[Input for this task]:
** BEGIN **

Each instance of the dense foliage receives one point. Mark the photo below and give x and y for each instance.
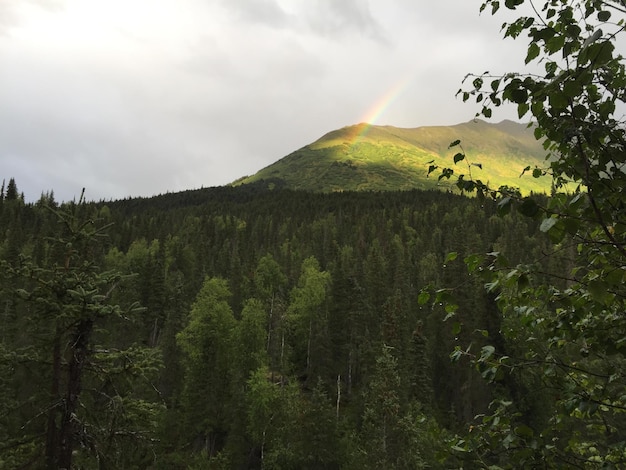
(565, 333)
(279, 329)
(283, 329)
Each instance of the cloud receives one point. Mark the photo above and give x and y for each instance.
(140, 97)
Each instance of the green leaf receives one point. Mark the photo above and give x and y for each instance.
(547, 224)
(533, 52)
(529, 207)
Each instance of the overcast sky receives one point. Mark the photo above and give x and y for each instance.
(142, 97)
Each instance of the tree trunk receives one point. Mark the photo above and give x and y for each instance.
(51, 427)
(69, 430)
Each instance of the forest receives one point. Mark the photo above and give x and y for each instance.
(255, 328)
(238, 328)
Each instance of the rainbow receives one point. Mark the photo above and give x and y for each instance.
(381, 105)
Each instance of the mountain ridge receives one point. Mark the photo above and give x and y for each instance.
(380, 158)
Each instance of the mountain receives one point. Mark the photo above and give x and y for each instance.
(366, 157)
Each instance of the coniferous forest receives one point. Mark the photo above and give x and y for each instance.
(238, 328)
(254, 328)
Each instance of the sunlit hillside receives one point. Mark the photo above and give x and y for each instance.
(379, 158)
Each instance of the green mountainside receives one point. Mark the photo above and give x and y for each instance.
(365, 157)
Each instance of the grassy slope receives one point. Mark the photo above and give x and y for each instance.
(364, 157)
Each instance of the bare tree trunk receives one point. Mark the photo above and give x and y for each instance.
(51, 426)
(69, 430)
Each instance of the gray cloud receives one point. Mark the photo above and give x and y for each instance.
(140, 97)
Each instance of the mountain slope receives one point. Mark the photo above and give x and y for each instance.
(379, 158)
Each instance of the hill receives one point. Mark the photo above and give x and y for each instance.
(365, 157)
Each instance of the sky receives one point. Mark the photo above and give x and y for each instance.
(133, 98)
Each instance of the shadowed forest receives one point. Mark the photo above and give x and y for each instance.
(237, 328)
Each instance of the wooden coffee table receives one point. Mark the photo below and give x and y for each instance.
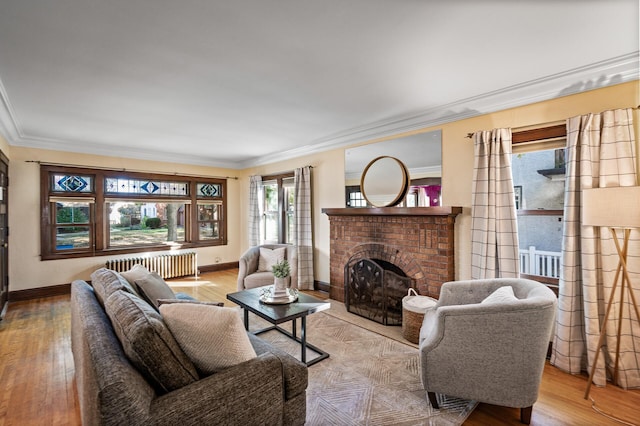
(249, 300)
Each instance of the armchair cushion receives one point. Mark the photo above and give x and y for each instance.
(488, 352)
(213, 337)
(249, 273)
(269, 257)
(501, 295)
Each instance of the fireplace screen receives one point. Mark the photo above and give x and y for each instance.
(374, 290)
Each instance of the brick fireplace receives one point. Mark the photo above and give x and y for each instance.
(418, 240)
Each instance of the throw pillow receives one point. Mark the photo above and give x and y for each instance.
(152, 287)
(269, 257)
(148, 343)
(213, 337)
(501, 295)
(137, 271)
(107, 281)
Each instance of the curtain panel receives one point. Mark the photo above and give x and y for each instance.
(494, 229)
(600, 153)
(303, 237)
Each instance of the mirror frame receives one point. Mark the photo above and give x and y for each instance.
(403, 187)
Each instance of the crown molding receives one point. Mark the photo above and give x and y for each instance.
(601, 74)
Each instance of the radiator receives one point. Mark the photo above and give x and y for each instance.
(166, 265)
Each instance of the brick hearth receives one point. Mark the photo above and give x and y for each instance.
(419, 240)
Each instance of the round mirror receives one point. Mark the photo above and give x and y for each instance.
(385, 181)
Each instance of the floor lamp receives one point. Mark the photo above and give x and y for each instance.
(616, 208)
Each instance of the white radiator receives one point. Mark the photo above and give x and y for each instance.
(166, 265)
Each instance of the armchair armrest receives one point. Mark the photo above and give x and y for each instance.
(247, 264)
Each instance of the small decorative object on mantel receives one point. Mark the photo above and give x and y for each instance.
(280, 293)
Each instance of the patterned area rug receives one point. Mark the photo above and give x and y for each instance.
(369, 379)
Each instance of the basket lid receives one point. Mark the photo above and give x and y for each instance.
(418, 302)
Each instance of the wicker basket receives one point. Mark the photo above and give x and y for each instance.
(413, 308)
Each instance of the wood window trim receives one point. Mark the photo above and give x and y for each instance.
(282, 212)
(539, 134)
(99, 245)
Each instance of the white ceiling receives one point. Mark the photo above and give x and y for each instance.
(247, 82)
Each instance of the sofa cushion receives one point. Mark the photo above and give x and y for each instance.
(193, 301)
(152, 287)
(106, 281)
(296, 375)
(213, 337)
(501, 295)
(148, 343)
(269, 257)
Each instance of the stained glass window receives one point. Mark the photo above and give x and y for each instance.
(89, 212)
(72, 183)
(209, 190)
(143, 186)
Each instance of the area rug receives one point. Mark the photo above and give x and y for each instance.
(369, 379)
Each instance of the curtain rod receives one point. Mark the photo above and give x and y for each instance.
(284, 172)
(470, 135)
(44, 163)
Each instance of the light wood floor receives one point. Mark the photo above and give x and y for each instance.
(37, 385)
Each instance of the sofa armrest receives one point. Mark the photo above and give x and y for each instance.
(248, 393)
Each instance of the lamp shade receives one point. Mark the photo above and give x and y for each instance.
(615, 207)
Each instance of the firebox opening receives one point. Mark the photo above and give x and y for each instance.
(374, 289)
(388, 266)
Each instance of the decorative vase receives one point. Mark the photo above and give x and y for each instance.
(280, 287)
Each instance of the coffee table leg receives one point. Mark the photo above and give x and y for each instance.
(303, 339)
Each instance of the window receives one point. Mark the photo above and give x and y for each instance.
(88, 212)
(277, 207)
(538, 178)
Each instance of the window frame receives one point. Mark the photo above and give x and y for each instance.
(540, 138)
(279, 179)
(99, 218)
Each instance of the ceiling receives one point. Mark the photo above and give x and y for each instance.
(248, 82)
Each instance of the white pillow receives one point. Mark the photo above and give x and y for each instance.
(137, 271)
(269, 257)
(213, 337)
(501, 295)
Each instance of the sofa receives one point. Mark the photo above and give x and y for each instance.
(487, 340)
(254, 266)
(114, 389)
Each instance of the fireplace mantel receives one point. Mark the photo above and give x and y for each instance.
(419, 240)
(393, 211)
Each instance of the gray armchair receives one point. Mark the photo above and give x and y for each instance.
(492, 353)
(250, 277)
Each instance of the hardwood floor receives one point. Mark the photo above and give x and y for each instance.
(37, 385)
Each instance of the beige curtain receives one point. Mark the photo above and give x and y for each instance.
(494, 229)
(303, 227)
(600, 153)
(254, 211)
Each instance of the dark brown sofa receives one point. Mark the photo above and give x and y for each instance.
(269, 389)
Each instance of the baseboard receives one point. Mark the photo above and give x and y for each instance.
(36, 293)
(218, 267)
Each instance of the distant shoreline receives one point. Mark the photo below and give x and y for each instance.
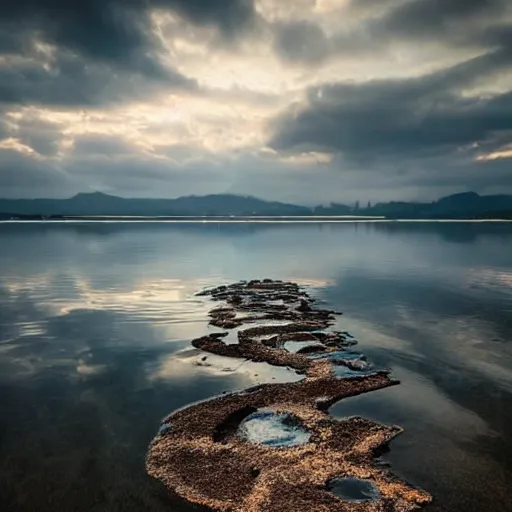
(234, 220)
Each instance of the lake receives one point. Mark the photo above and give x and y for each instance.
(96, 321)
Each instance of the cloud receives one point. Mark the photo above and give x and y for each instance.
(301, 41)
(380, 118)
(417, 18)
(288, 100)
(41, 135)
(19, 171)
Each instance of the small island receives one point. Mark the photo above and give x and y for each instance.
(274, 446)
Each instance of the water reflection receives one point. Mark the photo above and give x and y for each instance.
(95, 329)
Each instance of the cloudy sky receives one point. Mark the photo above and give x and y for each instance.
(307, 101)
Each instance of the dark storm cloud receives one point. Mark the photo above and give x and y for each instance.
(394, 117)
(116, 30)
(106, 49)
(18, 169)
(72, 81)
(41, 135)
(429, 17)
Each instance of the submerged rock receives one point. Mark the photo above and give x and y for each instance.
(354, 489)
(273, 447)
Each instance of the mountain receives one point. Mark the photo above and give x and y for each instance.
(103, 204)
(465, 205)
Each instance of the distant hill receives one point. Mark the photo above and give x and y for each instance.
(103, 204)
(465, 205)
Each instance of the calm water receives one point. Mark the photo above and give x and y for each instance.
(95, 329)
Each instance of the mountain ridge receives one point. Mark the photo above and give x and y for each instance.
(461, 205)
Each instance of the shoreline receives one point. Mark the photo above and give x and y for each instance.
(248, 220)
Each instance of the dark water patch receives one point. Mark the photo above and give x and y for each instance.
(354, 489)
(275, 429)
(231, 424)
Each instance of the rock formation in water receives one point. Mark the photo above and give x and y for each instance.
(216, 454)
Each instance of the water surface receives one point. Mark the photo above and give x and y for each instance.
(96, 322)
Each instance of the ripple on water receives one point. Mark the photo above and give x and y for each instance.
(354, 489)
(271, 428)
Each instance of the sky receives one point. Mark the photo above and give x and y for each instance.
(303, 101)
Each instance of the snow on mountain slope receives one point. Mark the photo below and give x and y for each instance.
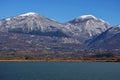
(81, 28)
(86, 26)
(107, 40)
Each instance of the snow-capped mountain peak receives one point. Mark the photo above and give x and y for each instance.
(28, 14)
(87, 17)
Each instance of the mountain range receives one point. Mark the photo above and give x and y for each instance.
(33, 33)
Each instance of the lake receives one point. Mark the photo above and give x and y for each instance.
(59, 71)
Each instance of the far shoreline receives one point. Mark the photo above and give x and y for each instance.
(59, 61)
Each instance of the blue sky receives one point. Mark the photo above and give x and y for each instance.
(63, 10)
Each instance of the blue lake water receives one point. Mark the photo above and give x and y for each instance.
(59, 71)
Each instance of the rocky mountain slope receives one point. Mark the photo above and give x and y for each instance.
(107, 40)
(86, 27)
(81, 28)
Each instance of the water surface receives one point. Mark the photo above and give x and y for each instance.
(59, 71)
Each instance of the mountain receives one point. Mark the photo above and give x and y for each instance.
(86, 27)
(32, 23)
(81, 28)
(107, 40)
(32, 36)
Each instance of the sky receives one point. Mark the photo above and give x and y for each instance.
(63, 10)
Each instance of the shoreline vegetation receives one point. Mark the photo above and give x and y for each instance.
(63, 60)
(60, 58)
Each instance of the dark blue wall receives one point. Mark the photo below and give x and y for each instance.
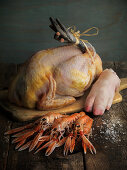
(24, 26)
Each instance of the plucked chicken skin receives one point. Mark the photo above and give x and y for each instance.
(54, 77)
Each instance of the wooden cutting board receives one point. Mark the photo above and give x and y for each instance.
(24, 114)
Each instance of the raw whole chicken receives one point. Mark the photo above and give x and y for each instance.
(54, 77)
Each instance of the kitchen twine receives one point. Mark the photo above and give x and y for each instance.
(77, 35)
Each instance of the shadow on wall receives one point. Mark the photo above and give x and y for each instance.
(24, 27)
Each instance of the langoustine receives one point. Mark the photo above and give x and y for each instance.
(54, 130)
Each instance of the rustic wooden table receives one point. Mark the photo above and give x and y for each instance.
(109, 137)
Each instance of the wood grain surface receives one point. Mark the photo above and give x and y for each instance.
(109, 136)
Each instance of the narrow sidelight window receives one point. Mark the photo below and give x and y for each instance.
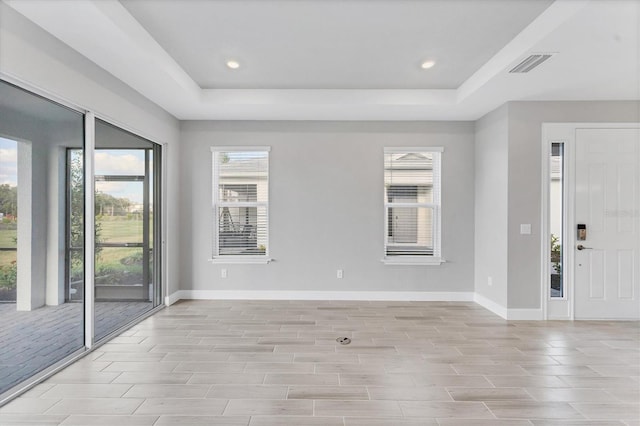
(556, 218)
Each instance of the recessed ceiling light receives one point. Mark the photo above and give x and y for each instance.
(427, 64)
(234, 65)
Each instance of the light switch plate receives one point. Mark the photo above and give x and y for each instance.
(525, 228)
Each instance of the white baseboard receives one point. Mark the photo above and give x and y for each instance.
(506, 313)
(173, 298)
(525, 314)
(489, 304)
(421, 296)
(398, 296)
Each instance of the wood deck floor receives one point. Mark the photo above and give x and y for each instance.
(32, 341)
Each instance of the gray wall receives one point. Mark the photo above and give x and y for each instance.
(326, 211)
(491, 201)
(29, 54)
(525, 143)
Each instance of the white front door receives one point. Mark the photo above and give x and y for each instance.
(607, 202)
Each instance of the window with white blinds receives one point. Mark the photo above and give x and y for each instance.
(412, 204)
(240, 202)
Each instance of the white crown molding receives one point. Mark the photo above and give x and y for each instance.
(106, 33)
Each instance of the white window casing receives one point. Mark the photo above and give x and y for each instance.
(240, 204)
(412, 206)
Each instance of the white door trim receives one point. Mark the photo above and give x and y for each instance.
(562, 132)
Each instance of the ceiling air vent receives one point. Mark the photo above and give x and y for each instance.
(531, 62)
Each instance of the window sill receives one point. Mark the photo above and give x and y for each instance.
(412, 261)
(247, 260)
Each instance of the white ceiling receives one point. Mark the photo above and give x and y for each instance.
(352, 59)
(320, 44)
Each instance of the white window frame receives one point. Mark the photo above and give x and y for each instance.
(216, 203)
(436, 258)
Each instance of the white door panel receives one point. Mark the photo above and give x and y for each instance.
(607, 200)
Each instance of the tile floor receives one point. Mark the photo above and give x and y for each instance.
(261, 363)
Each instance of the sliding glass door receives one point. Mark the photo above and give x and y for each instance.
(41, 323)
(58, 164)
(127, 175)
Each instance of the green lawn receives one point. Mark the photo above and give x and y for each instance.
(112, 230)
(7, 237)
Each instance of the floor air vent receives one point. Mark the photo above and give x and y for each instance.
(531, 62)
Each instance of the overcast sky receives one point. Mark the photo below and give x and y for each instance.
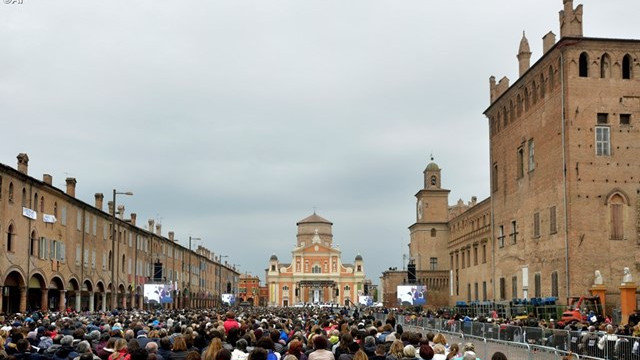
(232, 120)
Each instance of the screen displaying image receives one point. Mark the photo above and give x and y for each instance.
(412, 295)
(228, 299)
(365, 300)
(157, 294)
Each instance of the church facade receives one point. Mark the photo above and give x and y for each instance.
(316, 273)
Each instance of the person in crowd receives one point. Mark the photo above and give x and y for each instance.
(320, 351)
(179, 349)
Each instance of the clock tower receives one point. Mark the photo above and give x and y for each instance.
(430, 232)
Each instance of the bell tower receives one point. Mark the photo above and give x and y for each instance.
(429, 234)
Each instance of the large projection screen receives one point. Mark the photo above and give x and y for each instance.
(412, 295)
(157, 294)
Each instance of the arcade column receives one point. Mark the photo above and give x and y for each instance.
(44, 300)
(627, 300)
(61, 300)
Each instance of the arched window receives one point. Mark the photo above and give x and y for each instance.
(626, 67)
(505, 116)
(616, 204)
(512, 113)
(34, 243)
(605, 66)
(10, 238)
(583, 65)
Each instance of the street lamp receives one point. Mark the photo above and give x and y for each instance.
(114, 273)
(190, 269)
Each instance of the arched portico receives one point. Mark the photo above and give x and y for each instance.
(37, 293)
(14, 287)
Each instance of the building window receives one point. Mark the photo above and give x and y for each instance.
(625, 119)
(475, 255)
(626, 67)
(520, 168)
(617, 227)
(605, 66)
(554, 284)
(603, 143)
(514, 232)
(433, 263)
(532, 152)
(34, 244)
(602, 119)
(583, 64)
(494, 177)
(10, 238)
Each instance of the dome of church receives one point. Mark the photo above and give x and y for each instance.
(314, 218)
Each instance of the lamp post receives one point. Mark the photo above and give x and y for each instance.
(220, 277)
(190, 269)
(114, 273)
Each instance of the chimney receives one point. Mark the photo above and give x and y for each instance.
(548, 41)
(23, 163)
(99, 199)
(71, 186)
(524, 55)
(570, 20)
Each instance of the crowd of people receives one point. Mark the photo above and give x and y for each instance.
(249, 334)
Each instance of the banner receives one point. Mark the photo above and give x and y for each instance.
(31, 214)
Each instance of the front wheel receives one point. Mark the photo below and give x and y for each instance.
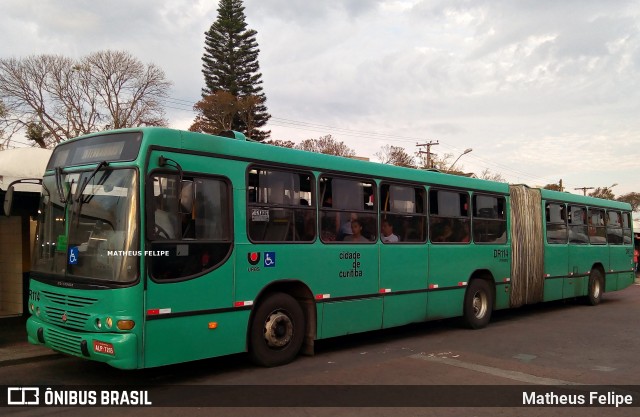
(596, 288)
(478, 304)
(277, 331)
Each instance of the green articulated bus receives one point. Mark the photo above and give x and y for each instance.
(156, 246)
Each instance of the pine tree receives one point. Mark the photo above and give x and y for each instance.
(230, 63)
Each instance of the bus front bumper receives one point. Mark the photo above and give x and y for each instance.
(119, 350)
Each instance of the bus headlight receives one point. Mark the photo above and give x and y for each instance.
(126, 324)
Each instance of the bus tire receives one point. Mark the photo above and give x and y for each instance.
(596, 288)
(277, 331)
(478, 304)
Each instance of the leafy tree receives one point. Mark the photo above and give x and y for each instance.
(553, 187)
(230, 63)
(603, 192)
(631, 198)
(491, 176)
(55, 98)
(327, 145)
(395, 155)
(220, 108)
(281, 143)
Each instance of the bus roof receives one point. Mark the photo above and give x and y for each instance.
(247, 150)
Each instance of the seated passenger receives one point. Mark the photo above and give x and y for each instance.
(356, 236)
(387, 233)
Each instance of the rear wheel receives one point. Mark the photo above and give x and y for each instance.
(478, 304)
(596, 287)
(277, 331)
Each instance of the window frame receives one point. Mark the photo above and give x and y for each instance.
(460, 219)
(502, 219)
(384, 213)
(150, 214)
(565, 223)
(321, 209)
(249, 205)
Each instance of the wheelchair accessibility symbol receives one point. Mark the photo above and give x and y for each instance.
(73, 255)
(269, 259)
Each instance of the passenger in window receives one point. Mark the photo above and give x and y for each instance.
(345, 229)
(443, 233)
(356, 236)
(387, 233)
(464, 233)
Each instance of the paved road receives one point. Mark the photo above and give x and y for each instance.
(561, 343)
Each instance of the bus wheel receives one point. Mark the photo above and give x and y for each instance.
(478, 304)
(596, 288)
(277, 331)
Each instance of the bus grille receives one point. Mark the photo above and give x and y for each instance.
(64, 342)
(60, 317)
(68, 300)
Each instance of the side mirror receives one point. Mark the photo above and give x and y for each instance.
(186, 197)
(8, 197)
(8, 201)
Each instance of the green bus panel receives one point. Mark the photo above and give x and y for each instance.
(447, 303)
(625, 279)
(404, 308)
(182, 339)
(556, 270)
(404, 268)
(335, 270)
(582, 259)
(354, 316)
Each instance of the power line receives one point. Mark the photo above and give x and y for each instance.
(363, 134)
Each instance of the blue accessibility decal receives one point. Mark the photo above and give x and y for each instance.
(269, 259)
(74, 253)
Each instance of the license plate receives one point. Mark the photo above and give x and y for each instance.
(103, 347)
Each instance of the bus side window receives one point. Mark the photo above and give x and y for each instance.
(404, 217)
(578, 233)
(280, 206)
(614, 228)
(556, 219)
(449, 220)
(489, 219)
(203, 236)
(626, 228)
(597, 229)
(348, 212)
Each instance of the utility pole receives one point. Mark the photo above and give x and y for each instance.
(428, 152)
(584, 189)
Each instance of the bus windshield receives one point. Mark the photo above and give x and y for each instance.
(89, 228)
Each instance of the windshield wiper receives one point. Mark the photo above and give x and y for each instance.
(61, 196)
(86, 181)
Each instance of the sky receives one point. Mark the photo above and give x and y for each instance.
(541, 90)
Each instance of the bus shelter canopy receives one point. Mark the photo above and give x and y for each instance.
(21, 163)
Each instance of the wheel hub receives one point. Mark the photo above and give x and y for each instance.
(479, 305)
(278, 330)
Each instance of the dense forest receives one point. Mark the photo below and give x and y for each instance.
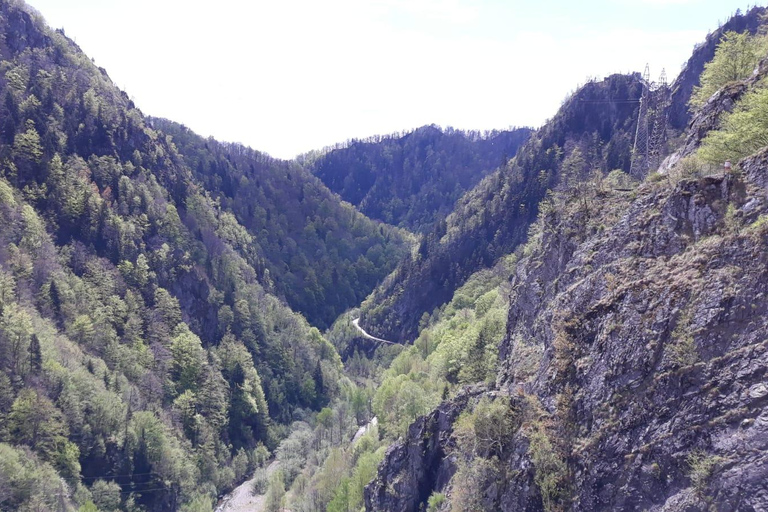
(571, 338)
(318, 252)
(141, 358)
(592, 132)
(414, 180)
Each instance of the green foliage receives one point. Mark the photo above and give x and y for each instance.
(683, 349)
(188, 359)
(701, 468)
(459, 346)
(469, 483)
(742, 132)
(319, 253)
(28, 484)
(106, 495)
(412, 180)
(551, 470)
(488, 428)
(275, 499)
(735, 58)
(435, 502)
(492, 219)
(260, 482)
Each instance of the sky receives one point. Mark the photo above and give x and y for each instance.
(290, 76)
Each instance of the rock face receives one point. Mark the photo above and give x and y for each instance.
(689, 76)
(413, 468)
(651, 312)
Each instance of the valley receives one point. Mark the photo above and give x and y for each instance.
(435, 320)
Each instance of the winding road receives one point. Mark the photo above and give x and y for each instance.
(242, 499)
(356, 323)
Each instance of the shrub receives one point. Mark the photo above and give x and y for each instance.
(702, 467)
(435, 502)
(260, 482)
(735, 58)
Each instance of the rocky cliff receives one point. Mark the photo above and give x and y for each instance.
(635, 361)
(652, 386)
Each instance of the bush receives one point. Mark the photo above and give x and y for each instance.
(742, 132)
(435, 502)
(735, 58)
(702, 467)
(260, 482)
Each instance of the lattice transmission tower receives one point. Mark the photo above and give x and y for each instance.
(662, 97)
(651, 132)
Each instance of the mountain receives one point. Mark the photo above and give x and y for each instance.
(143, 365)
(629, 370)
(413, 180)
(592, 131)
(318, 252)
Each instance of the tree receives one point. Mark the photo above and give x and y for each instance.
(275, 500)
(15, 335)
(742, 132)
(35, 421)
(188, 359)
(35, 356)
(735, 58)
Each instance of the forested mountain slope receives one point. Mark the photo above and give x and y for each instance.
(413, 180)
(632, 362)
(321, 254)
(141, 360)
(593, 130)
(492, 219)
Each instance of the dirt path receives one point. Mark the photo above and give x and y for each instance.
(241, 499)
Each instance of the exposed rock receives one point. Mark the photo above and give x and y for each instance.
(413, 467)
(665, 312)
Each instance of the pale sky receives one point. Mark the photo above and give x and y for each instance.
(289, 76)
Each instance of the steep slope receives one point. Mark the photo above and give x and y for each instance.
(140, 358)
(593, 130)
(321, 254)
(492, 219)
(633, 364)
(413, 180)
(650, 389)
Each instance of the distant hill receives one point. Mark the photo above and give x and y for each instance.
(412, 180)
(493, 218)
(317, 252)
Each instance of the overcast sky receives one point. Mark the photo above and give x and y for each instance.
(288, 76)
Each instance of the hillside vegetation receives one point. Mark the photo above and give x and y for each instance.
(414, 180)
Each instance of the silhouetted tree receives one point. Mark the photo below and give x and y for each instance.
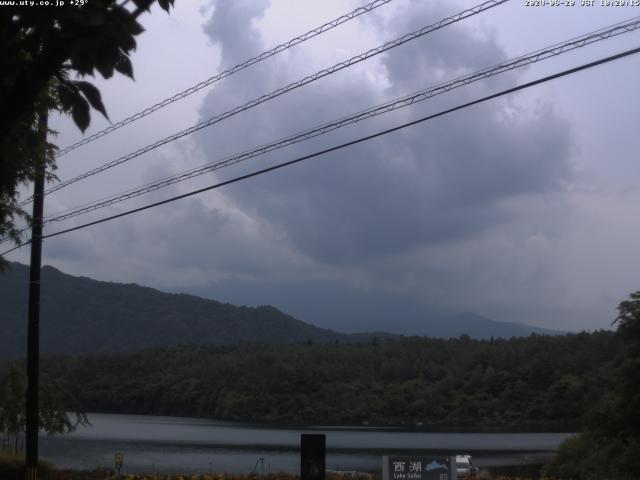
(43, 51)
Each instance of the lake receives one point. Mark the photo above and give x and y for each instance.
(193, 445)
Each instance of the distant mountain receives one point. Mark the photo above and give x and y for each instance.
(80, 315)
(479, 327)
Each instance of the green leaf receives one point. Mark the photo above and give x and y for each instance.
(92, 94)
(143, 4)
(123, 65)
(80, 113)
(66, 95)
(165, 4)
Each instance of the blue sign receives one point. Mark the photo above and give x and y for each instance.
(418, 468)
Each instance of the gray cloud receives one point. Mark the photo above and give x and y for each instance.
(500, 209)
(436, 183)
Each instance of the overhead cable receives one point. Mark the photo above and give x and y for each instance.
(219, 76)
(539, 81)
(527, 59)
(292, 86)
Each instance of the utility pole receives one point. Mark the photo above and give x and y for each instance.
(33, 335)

** END **

[Goal]:
Quote exactly the line containing "Each instance of the distant mountain" and every later line through the end of the listing, and no other lines.

[Result below]:
Each instance of the distant mountain receives one point. Mark the photo above and give x and y for each instance.
(80, 315)
(479, 327)
Each instance of the green leaf receives one point. Mark the photo above and give x and y for each instance.
(92, 94)
(143, 4)
(123, 65)
(80, 113)
(66, 95)
(165, 4)
Each instance of the blue sign receives one point. Mark the photo above and give x and y for each instance.
(418, 468)
Each instance of the gray cloud receives one point. Mark the photo above and give x and y for each instance.
(500, 209)
(436, 183)
Each instance of the overhead cable receives one point. Mark the photo above and give x and y for each instance.
(219, 76)
(539, 81)
(527, 59)
(292, 86)
Each instance of the utility pole receives one point. Mark the photo above and give x and y for each instance.
(33, 335)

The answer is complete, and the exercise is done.